→ **Data provided**:
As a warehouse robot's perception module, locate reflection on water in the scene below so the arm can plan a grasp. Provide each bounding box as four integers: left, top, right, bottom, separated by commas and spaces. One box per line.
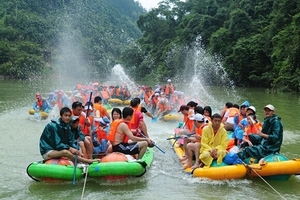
0, 80, 300, 199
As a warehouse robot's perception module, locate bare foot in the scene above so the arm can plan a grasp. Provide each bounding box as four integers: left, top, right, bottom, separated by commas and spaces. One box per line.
183, 162, 192, 169
191, 163, 199, 169
179, 155, 187, 162
89, 159, 101, 164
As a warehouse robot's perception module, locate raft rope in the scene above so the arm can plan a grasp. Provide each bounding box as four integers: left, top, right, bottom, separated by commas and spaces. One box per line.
250, 168, 287, 200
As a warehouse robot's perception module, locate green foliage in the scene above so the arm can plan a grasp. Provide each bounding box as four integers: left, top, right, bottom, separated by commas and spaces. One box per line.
119, 0, 300, 92
0, 0, 145, 80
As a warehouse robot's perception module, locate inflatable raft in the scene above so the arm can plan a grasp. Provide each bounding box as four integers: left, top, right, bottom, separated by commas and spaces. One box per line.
163, 112, 183, 121
28, 109, 49, 119
108, 98, 131, 106
27, 148, 154, 182
169, 136, 300, 180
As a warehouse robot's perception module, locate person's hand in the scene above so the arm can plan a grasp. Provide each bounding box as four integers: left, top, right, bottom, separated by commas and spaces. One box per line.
247, 141, 253, 146
69, 147, 78, 155
210, 148, 218, 159
147, 138, 155, 148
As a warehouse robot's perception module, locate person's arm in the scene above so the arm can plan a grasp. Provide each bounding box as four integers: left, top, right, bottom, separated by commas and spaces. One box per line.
120, 123, 151, 143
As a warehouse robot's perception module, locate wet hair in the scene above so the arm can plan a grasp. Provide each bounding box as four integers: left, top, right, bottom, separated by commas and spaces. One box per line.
203, 106, 212, 118
225, 102, 233, 108
72, 101, 83, 109
232, 104, 239, 109
60, 107, 71, 116
94, 96, 102, 103
187, 101, 198, 107
111, 107, 122, 121
123, 107, 134, 118
133, 97, 141, 104
194, 106, 204, 115
211, 113, 222, 120
130, 98, 139, 107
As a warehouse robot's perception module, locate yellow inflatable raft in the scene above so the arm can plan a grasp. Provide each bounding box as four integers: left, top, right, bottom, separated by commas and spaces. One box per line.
169, 136, 300, 180
108, 98, 123, 105
29, 109, 49, 119
163, 113, 183, 121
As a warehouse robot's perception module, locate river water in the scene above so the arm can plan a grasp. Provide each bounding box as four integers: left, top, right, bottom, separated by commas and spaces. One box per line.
0, 79, 299, 200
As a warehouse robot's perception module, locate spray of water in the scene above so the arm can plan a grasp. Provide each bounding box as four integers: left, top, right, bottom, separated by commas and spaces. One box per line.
178, 36, 240, 111
111, 64, 138, 95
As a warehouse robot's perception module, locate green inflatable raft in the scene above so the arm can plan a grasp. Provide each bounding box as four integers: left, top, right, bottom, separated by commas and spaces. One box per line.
27, 148, 154, 182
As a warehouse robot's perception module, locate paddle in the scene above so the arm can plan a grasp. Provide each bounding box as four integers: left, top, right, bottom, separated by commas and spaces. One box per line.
83, 92, 93, 129
167, 133, 196, 141
139, 131, 166, 154
72, 154, 78, 185
151, 116, 158, 122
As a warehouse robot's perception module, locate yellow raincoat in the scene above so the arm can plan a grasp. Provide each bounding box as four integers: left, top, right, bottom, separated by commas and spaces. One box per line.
200, 123, 228, 167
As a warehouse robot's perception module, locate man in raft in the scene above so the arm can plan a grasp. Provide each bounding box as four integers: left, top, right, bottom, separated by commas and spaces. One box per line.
39, 107, 100, 164
108, 107, 154, 159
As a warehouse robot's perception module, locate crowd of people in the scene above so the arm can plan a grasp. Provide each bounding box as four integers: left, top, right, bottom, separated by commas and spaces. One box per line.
35, 79, 284, 169
175, 100, 283, 169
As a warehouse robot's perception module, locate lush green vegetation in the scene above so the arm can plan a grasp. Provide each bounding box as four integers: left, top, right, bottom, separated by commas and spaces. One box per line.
0, 0, 145, 80
121, 0, 300, 92
1, 0, 299, 92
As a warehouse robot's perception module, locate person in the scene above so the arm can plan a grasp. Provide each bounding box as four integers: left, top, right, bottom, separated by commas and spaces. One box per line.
220, 102, 233, 119
69, 115, 86, 157
39, 107, 99, 164
203, 106, 212, 122
111, 107, 122, 121
164, 79, 175, 103
72, 101, 94, 159
199, 113, 228, 168
107, 107, 154, 159
94, 96, 110, 120
237, 104, 283, 161
155, 97, 172, 119
93, 117, 111, 155
239, 114, 262, 148
130, 98, 149, 137
33, 93, 52, 112
223, 104, 240, 131
133, 97, 155, 120
181, 114, 207, 169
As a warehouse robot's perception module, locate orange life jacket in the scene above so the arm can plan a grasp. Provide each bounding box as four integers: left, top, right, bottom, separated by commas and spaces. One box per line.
183, 115, 194, 132
244, 122, 262, 140
165, 84, 174, 95
36, 99, 43, 108
78, 113, 93, 136
95, 122, 107, 141
195, 123, 207, 141
228, 107, 240, 117
94, 103, 108, 118
107, 119, 131, 143
55, 98, 63, 109
130, 107, 142, 130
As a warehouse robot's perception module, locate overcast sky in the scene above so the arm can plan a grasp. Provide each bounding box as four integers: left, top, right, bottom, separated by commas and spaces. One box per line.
137, 0, 163, 10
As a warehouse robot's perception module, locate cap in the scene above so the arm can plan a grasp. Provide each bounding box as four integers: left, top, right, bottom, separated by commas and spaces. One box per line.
178, 105, 189, 112
190, 114, 205, 122
94, 117, 110, 125
155, 93, 159, 96
167, 79, 172, 83
70, 116, 79, 123
264, 104, 275, 111
160, 98, 166, 104
247, 106, 256, 113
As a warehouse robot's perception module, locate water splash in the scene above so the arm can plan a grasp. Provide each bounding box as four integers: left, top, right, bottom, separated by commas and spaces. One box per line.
181, 36, 239, 111
111, 64, 137, 96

→ **Exercise brief**:
Nothing but the text of the listing should be set down, exactly, with the pictures left behind.

→ **Problem solution**:
As a warehouse robot's perception module, locate reflection on water in the scene below so the arm can plan a grasp. Provide each bounding box as four integers: left, top, right, bottom, separated by commas and spaces. One box per line.
0, 80, 300, 199
As a warehouse robot's perception module, locate bare foot in the scene above so the arm can plan a grasp. Provide each bounding box as four integers: left, top, right, bottom, separated by commas and spaces. One box per line.
183, 162, 192, 169
191, 163, 199, 169
179, 155, 187, 162
89, 159, 101, 164
As a warehouse robot's perception module, locate raft rope in the scene above so the arm can plan a grasp. Provide each bounding box as four integers: left, top, right, bottom, separated by commas and spaces. One box per line.
250, 168, 287, 200
As a warehouse robot's perception module, locate green foliage in the scene above so the arm can plan a grasp. Provide each bounding box as four integers: left, top, right, bottom, separated by commas and spaces. One box per line.
119, 0, 300, 92
0, 0, 145, 80
As a warehouse robot's perception module, locate inflatable raft in the scene above so the arm can plan a grasp. Provide each bounding box as four integers: left, top, right, bottom, separated by commas and spaces. One box per line.
163, 112, 183, 121
28, 109, 49, 119
108, 98, 131, 106
27, 148, 154, 182
169, 136, 300, 180
As a warehouse robot's perception module, locate person's hand in the scene above so the arm can plan a grasp. Provide each bounding box as four integers: left, top, right, bottom, separated by commas and spaces. One box per line.
247, 141, 253, 146
69, 147, 78, 155
210, 148, 218, 159
147, 138, 155, 148
As a warehouse robot's perception module, locate person's arm in the scene above so the arm can plan a grasp. Provide each bounding box as four integers: left, top, right, bottom, separated by commas and spaces. One box per line.
120, 123, 151, 143
As a warehouse robot's perception module, locate wet hair in the scene above so the arm can plan a grasp. Provide each bounding box as four integers: left, top, right, bottom, separated by commas and spaces. One box per line.
203, 106, 212, 118
225, 102, 233, 108
72, 101, 83, 109
232, 104, 239, 109
60, 107, 71, 116
94, 96, 102, 103
187, 101, 198, 107
111, 107, 122, 121
123, 107, 134, 118
133, 97, 141, 104
194, 106, 204, 115
211, 113, 222, 120
130, 98, 139, 107
As a warehouse robot's perception module, locate yellow inflatable raft in the scene above so the arm can plan a grasp. Provide each bounding box as four integers: left, top, right, bottom, separated by commas and spaces. One box per line.
169, 136, 300, 180
108, 98, 123, 105
29, 109, 49, 119
163, 113, 183, 121
As a warehouse robot's perception module, locate river water in the scene above so the arm can plan a grasp. Provide each bounding box as four integers: left, top, right, bottom, separated by commas and spaces. One box per line.
0, 79, 299, 200
As a warehouse robot's perception module, locate spray of water in the scene above so the arm can plan a grasp. Provide each bounding box as four integers: left, top, right, bottom, separated by commas and spaces. One box per line.
178, 36, 240, 111
111, 64, 138, 95
As a warehouse robot's perception module, locate green inflatable raft in the scene above so the arm can plan a grasp. Provide each bounding box as four integers: left, top, right, bottom, separated by commas and spaces. One box per line.
27, 148, 154, 182
As a warehouse robot's perception module, locate paddle in the scene above so the arm can plan a grasp. Provide each bounding box as four integers: left, top, right, bottom, separated by commas and spaces. One box per line.
83, 92, 93, 129
167, 133, 196, 141
139, 131, 166, 154
72, 154, 78, 185
151, 116, 158, 122
As a warehouse robot's perception module, locate yellow raincoat in the scene above so the arm can plan a grasp. Provide each bounding box as four integers: left, top, right, bottom, separated by commas and spaces. One box per line.
200, 123, 228, 167
As a warehouse robot's perception module, locate man in raft in the scene above so the arm can plan a grasp. Provide each bounding box as four integers: left, top, right, bottom, separated by commas and spaces. One box per line.
39, 107, 100, 164
108, 107, 154, 159
As a warehouse robot's perception module, locate crowd of people in the scene above so the arm can plan a grasp. Provide each bounding box as four integers: left, top, right, bottom, separated by commas and spaces. One box per line.
35, 79, 284, 169
175, 100, 283, 169
As a warehouse robot's perception module, locate lush green vegetation in the scene above so the arm can plan a grasp. Provide each bounding box as four integers: left, top, right, bottom, separated by commas and spaces. One box per line.
0, 0, 145, 80
121, 0, 300, 92
1, 0, 299, 92
As a warehouse robot's perception module, locate person in the scene above so the arm can plan a grasp. Provide each bounding box as four integers: left, top, right, bottom, separated by commas and spaces. One box per line.
220, 102, 233, 119
69, 115, 86, 157
39, 107, 99, 164
203, 106, 212, 122
111, 107, 122, 121
164, 79, 175, 103
72, 101, 94, 159
199, 113, 228, 168
107, 107, 154, 159
94, 96, 110, 120
237, 104, 283, 161
155, 97, 172, 119
93, 117, 111, 155
239, 114, 262, 148
130, 98, 149, 137
33, 93, 52, 112
223, 104, 240, 131
133, 97, 155, 120
181, 114, 207, 169
As a warehouse robot's perception module, locate orange life jacket in the scene above so the arm can plan a grasp. Provide each bounding box as four integers: left, top, right, bottom, separated by commas and spaces. One box per line.
183, 115, 194, 132
244, 122, 262, 140
165, 84, 174, 95
36, 99, 43, 108
78, 113, 93, 136
95, 122, 107, 141
195, 123, 207, 141
228, 107, 240, 117
94, 103, 108, 118
107, 119, 131, 143
55, 98, 63, 109
130, 107, 142, 130
As a warehouse robot's perception module, locate overcast sky in the scene above so the arm can plan a grasp. Provide each bounding box as four integers: left, top, right, bottom, separated by commas and spaces. One box per line.
137, 0, 163, 10
As a warehouse robot's perception module, locate cap in the scene above so the arm can plan a grasp. Provide each bounding box as four integers: left, top, right, bottom, separated by commas and spaces. One box per line.
178, 105, 189, 112
190, 114, 205, 122
94, 117, 110, 125
155, 93, 159, 96
167, 79, 172, 83
70, 116, 79, 123
264, 104, 275, 111
160, 98, 166, 104
247, 106, 256, 113
As a warehouse robot's perception module, locate water splash in the scene above so the arm can plan a grasp. Provide each bounding box as four integers: left, top, right, bottom, separated by commas and spaces. One box per line.
181, 36, 239, 111
111, 64, 137, 96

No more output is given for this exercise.